>>

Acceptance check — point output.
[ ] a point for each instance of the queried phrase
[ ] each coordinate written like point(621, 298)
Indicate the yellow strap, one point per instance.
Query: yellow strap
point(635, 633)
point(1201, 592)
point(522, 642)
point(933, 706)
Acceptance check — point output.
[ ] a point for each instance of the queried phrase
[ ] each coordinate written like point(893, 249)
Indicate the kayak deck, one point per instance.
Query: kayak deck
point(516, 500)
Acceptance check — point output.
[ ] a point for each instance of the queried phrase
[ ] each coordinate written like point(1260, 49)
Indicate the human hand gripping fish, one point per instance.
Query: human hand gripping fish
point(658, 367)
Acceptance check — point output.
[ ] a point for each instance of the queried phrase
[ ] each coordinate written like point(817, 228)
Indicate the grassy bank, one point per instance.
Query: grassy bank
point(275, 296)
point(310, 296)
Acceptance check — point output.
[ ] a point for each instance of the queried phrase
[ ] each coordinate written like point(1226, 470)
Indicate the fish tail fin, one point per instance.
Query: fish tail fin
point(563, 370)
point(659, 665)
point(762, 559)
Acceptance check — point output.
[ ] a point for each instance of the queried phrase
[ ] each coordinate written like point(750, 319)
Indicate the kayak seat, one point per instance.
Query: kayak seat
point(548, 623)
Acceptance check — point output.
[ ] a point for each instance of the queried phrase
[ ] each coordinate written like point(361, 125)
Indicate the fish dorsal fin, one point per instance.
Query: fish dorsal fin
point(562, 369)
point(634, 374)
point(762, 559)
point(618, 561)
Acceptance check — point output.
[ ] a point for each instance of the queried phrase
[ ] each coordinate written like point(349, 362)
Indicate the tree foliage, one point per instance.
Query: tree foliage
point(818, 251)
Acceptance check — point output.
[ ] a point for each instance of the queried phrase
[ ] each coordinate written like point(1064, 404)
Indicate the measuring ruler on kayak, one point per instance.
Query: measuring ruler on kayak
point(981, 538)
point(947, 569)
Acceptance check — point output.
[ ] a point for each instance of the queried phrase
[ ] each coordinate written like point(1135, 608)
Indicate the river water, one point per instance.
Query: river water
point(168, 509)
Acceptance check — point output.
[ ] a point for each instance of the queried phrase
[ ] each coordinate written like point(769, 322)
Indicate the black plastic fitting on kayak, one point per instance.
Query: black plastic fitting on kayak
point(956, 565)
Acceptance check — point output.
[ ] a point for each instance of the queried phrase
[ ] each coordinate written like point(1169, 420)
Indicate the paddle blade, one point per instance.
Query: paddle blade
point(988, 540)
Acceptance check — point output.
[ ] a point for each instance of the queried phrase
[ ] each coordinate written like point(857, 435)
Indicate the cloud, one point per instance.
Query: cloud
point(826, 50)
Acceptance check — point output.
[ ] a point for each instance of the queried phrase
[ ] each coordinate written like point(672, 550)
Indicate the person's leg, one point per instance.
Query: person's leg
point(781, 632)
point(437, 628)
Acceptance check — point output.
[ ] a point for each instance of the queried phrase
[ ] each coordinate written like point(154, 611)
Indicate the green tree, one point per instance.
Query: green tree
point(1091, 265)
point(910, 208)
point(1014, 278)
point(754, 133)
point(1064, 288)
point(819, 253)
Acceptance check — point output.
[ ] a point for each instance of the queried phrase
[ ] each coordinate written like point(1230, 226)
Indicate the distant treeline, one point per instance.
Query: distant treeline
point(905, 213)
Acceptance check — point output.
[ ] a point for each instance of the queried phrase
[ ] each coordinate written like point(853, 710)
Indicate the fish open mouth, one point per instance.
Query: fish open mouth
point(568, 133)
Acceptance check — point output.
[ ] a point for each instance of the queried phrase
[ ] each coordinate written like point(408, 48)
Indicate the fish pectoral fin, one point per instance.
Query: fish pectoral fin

<<

**任务说明**
请从这些行的第一行开始，原样抄写到含有“point(818, 251)”的那一行为止，首尾两行都要抄上。

**完整回答**
Acceptance check — point output.
[ ] a point for each instance of the queried phrase
[ ] each coordinate written like point(621, 298)
Indicate the yellow strap, one point per instance.
Query: yellow strap
point(635, 633)
point(1201, 592)
point(522, 642)
point(933, 706)
Acceptance check — point output.
[ ] a point for each instance of the queried phrase
[ ] each coordinate written like point(893, 249)
Indicate the kayak deck, one point per instance.
Query: kayak deck
point(516, 500)
Acceptance check — point output.
[ ] a point for each instance of the queried phrase
[ ] each coordinate written like point(1260, 49)
Indicate the human hand gripping fish, one point per instance.
Query: human hand gripping fish
point(658, 367)
Acceptance check — point output.
[ ] a point for each instance of the queried phrase
[ ] each coordinate written like point(817, 228)
Indicate the grassy bank, one point per instance.
Query: grassy bank
point(275, 296)
point(310, 296)
Acceptance check — point output.
[ ] a point for each instance of the queried phrase
[ ] each coordinate written like point(1226, 470)
Indicate the fish tail fin, one point per instance.
Query: fish tail fin
point(563, 370)
point(659, 665)
point(762, 559)
Acceptance check — point output.
[ ] a point for each instance of the queried phrase
[ ] each coordinate written like point(750, 319)
Indicate the kayak seat, one point per instance.
Query: kayak seat
point(548, 623)
Acceptance check — point output.
[ ] a point for each instance of the queried phrase
[ ] each coordinate written like point(361, 125)
Indicate the fish dorsal fin, one point per instance.
Query: fish dorsal fin
point(562, 369)
point(634, 374)
point(762, 559)
point(618, 561)
Acceptance check — point output.
[ ] a point for each instance of the queried phrase
[ ] each coordinate written like point(349, 362)
Indicate the tree foliage, one point per instance.
Query: tree foliage
point(818, 251)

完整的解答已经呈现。